Segment Start: MATERIAL SHOWN

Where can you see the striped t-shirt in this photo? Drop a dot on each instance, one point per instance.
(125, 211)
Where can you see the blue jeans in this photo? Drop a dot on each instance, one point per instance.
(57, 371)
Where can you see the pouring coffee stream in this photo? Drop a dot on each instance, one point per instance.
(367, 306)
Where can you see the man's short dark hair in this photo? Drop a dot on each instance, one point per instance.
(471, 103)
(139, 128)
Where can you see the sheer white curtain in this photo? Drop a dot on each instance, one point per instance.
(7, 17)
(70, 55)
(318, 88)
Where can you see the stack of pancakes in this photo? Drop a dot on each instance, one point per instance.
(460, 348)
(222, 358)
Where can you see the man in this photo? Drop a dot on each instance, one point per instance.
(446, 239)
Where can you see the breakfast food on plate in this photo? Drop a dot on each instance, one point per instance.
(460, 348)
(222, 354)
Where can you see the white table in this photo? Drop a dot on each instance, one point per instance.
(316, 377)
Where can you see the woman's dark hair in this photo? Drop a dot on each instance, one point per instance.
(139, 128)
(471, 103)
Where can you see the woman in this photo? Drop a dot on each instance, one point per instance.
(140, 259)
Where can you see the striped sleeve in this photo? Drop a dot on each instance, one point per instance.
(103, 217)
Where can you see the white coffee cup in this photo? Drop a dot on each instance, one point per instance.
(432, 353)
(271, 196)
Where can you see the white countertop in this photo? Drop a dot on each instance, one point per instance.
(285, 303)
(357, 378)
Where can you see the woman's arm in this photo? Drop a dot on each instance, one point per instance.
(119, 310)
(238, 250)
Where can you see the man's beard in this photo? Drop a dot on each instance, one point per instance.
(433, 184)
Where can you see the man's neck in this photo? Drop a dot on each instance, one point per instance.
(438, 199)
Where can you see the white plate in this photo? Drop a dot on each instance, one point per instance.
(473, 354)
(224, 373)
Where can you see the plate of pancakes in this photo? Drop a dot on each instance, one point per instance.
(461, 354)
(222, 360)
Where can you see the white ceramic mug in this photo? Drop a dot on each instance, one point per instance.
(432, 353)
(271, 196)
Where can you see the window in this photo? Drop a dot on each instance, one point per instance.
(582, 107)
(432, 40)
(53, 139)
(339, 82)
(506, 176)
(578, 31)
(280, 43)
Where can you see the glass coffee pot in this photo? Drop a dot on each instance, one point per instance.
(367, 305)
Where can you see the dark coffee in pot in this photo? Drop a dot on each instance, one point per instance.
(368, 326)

Segment End: MATERIAL SHOWN

WORK REQUEST: From the line holding "Where can you see the man's beard" to the last line of the material above, reproduce every line exactly, and only those.

ANSWER TO THE PROBLEM:
Where can you see the man's beard in this photo? Drop a dot on each instance, one point per instance.
(433, 184)
Where can you see the man's neck in this photo? Drop a dot on each instance, one point per instance.
(438, 199)
Where can you see the white plate in this photo? Drop a dot on each instance, one point per instance.
(473, 354)
(224, 373)
Where can you see the plate of pancakes in this photo? Drop a dot on each instance, one point per instance.
(461, 354)
(222, 360)
Where can you see the white ceramic mug in this photo? Drop a dot on each instance, one point per instance.
(432, 353)
(271, 196)
Where can you see the window in this photo? Drop a dot on each instance, one point per instance.
(582, 107)
(432, 40)
(53, 139)
(339, 82)
(506, 176)
(578, 31)
(280, 43)
Where can you see the glass coffee pot in this photo? Drop a dot on each instance, one point per instance.
(367, 305)
Where can you see the dark coffee in pot in this photo? Drop a dot on each instance, one point per instance.
(368, 326)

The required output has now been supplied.